Problem details:
Reproduce the line that holds "couch, one line per instance." together with all the lines after it up to the end of the entries.

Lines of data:
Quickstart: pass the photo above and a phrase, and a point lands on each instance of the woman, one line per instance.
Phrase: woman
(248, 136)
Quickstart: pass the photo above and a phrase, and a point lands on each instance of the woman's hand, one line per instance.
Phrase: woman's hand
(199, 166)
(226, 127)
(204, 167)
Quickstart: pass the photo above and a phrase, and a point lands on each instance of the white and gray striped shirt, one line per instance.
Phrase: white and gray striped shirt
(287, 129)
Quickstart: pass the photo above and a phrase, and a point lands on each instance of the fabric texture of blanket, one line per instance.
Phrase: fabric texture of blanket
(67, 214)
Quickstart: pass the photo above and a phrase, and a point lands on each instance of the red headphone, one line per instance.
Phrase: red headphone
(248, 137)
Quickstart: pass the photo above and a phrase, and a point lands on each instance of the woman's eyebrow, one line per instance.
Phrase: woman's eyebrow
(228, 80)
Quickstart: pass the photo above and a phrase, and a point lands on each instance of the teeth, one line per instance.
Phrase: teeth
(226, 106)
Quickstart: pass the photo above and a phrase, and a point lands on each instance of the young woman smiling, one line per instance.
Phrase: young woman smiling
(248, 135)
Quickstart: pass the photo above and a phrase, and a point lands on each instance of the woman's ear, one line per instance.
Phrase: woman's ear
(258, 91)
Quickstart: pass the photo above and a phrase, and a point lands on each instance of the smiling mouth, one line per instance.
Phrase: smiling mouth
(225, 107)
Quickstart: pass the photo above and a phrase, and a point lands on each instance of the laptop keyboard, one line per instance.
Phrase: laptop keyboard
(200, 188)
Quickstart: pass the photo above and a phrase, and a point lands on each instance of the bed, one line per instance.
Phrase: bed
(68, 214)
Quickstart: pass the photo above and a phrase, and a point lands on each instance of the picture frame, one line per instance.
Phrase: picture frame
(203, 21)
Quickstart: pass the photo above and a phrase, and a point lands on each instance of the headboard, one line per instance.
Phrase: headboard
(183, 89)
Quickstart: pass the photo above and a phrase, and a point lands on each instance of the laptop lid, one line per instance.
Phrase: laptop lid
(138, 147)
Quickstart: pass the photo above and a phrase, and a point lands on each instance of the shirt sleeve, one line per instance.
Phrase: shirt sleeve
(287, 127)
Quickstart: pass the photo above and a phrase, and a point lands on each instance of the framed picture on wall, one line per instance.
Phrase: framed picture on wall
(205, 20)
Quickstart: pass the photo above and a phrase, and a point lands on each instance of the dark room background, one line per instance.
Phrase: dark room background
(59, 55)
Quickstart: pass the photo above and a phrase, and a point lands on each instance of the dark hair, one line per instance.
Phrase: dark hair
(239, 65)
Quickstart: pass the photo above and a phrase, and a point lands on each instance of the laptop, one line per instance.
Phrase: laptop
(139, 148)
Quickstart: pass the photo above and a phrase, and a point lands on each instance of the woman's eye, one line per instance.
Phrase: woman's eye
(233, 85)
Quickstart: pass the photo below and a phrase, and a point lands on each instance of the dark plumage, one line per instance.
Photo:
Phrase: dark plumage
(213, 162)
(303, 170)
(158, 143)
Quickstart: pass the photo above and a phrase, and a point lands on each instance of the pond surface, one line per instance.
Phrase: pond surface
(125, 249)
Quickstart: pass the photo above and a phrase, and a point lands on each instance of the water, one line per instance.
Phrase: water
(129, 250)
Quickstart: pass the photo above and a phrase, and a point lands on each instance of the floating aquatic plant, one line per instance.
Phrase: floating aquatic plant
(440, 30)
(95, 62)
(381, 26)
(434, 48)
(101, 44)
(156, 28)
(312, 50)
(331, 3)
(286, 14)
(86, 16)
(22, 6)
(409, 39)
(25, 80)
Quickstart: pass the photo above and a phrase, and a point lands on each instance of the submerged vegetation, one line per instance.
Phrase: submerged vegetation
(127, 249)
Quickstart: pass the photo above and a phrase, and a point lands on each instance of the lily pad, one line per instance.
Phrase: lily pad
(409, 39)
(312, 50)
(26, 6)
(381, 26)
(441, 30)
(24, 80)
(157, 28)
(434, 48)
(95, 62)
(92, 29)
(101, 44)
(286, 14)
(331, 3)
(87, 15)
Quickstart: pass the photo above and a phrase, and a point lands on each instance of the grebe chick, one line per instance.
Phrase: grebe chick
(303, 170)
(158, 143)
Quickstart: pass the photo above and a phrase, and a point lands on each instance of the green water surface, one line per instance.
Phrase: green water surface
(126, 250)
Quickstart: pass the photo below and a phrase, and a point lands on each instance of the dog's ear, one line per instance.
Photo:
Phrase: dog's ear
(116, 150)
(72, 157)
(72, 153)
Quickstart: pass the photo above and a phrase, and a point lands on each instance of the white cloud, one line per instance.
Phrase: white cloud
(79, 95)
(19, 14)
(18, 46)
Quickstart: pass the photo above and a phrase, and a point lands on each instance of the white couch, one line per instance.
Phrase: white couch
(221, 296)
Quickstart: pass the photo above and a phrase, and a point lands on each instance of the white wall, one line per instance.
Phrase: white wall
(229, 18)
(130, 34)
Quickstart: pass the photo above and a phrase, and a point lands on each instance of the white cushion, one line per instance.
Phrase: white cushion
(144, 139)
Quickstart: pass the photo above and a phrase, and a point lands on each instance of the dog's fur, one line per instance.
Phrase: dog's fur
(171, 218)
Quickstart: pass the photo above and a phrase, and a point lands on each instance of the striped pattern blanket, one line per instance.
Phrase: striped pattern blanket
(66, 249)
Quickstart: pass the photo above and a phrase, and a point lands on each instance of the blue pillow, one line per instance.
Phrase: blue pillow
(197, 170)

Written answer:
Quickstart: pass the photo above and a phrase, and a point lands on each instance of the white couch, one line per instance.
Phrase: white couch
(221, 296)
Quickstart: pass the photo above and a phrase, and a point lands on each instance of the white wall, one line per instance.
Phrase: white wall
(229, 18)
(130, 34)
Quickstart: pass the photo above and a phrase, and a point lands on each instance of the white cushion, one line per instance.
Phrase: white cushion
(144, 139)
Quickstart: pass the photo above and a phrase, and a point lands on each instance of the dog's fur, one line per instance.
Phrase: dog's fur
(171, 218)
Quickstart: pass the photo above and a phrase, and a point lands on each instance of the striped pattern blanket, one line per instance.
Phrase: striped pattern blanket
(66, 249)
Quickstart: pass the photo above and a phrase, and a point lands on each instance of the blue pillow, one line per instance.
Phrase: blue pillow
(197, 170)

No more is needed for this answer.